WHAT THE TASK REQUIRES: Output every entry exactly as given.

** begin RECORDS FOR THIS TASK **

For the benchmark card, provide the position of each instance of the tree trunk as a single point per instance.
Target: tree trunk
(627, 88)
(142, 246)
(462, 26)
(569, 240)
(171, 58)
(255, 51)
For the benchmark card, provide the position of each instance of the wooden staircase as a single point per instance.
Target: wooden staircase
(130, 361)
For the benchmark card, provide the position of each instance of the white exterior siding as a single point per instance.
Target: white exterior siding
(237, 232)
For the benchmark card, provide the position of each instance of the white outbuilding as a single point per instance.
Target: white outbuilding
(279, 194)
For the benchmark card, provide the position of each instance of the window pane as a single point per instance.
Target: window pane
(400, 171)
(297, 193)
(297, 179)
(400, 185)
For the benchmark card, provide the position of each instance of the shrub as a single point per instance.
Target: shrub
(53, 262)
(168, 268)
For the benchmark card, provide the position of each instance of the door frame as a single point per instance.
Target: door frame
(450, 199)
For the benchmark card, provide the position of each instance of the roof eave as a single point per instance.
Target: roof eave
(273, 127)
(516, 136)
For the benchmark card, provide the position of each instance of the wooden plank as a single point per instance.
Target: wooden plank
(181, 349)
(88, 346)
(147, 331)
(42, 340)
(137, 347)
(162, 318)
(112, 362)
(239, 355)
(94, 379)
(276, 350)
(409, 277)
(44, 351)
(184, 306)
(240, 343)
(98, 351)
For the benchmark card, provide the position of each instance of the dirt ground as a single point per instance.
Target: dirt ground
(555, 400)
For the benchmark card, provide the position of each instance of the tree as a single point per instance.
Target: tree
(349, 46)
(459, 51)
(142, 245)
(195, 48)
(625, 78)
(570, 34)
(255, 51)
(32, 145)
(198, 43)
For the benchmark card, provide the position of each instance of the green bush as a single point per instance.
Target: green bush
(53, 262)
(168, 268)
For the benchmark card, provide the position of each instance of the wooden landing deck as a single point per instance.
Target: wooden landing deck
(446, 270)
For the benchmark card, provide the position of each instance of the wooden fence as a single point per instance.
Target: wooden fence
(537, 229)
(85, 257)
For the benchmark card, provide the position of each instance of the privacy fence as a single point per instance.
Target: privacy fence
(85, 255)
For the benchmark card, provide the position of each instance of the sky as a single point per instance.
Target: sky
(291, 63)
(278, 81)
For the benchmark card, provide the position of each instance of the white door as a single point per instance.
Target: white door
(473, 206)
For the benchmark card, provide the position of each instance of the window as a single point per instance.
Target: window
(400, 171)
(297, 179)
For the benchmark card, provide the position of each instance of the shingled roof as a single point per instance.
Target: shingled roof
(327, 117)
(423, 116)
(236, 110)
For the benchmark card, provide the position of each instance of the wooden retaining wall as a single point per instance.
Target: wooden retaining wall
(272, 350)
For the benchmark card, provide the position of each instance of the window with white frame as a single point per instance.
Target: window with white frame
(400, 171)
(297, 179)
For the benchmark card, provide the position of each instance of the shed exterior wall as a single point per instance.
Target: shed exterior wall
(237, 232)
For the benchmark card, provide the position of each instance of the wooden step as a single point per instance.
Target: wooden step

** end RECORDS FOR THIS TASK **

TASK RESPONSE:
For the benchmark card, provide the position of each instance of the tree trunk as a single point per instance.
Target: tree trunk
(627, 88)
(142, 246)
(462, 26)
(569, 240)
(171, 58)
(255, 51)
For the benchmark card, provide the position of each instance of the wooden staircase as a single point per instance.
Target: wooden staircase
(130, 361)
For the benchmark card, provide the position of each instance of the white exterior siding as a single point per instance.
Target: white exterior siding
(237, 232)
For the benchmark card, provide the position of each instance of the white outbuilding as a single point per instance.
Target: white outbuilding
(279, 194)
For the benchmark card, provide the position of each instance of the window pane as a single point per instance.
Target: window pane
(400, 171)
(297, 193)
(297, 179)
(400, 185)
For the benchmark card, provide the position of each instance of the shrub as a single point per instance.
Target: shrub
(53, 262)
(168, 268)
For the benchmark card, provide the position of each instance of the door frame as a single point per instance.
Target: door frame
(450, 199)
For the benchmark card, provide the position of each instance of the roof eave as a single point per instance.
Target: roof eave
(273, 127)
(516, 136)
For the benchmark card, provide the position of each instance of the wooden plank as a single point per instance.
Target: wooden plank
(181, 349)
(88, 346)
(147, 331)
(42, 340)
(137, 347)
(162, 318)
(112, 362)
(239, 355)
(94, 379)
(276, 350)
(409, 277)
(44, 351)
(184, 306)
(240, 343)
(98, 351)
For the benchmark card, provide the position of each instance of the dirt ground as a single point per instance.
Target: dirt ground
(555, 400)
For the benchmark card, provide the position of each instance of the tree as a single point per instance.
Target: tree
(349, 46)
(459, 51)
(142, 245)
(195, 48)
(625, 78)
(570, 34)
(255, 51)
(32, 145)
(198, 43)
For the benchmark card, provide the position of each instance of the green bush as a single point per instance.
Target: green bush
(53, 262)
(168, 268)
For the benchmark card, provide the position of each instance of the wooden landing deck as a single point per instance.
Target: wooden landing deck
(446, 270)
For the benchmark card, provide the position of each instance of the wooden fence as a single point per instance.
Target: wooden fence
(537, 229)
(85, 257)
For the benchmark card, provide the position of each instance of the privacy fence as a single point per instance.
Target: privacy fence
(85, 255)
For the benchmark card, provide the position of each instance of the sky as a single point per instance.
Target: sky
(291, 63)
(278, 81)
For the benchmark card, provide the position of each instance of the white door as a single point per instance.
Target: white door
(473, 206)
For the benchmark card, provide the position of each instance of the window as a single point per instance.
Target: window
(400, 171)
(297, 179)
For the benchmark card, provide the position of each instance of the shingled roof as a single point per instance.
Target: shingled roof
(327, 117)
(423, 116)
(236, 110)
For the benchmark card, provide the position of each instance of the wooden retaining wall as a single point per instance.
Target: wooden retaining wall
(272, 350)
For the benchmark card, provide the position of each instance of the window with white frame as a single point per instance.
Target: window with white frame
(400, 171)
(297, 179)
For the benchmark card, provide the position of each instance of the shed exterior wall as a single point per instance.
Target: shed exterior wall
(237, 232)
For the benchmark card, provide the position of each instance of the wooden step as a single point per instance.
Target: wooden step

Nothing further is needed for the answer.